Repérez toutes les lignes ci-dessous où figure le mot « siding », en tenant compte de la casse, puis recopiez-les.

DONNÉES ENREGISTRÉES.
====================

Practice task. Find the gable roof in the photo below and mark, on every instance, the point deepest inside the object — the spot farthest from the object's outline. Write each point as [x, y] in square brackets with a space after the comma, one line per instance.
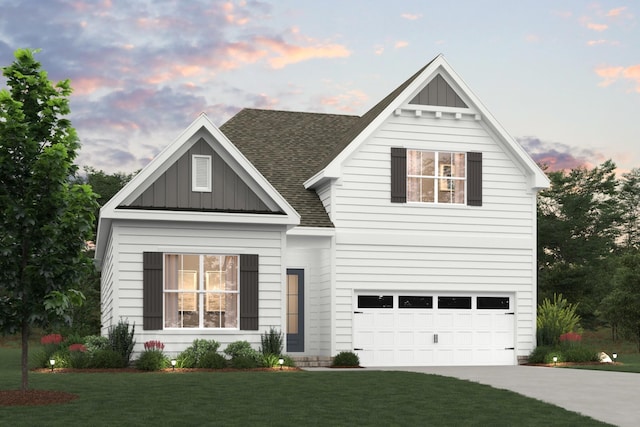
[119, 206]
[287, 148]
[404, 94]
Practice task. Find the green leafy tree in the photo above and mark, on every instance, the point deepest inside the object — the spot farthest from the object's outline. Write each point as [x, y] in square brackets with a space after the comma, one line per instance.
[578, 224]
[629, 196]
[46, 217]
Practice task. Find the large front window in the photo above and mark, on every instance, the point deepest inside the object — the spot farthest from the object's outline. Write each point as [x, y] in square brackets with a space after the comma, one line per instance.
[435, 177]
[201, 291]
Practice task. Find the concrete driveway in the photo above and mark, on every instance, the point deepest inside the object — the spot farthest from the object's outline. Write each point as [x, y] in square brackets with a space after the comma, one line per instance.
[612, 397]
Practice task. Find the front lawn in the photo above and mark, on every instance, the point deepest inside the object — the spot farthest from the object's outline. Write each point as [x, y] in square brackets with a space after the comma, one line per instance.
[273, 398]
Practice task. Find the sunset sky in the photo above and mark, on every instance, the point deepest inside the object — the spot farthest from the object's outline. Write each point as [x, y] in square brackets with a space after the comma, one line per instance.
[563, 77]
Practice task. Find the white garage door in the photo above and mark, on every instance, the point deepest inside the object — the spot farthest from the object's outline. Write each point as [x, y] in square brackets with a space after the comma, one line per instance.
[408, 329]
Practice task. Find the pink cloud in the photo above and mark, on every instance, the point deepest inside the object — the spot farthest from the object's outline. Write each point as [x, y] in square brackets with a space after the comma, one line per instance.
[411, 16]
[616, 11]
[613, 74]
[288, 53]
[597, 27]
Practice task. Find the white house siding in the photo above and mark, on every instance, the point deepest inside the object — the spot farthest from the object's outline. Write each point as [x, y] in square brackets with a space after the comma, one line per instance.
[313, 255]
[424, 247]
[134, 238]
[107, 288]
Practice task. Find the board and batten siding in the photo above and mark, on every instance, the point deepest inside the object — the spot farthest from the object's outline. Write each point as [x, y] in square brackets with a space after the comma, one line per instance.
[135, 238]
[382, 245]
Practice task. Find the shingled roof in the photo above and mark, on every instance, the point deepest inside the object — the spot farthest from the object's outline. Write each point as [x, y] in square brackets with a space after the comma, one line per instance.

====================

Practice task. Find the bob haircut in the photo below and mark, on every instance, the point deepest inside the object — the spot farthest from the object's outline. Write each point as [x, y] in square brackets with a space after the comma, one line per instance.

====================

RÉPONSE RÉDIGÉE.
Practice task. Find the white house siding in the photo above and mark, on every instance, the point deepest inside the object — the spot farthest from the object's outline. Write each point as [x, y] in square brackets with a space after the comma, one line per instance.
Practice task. Find the board and batten siding in the photo above and mark, on every instance, the point deepest inside the object — the spot farthest from the object's outline. Write each point as [x, y] in square brackets with a space after the comma, one line per instance.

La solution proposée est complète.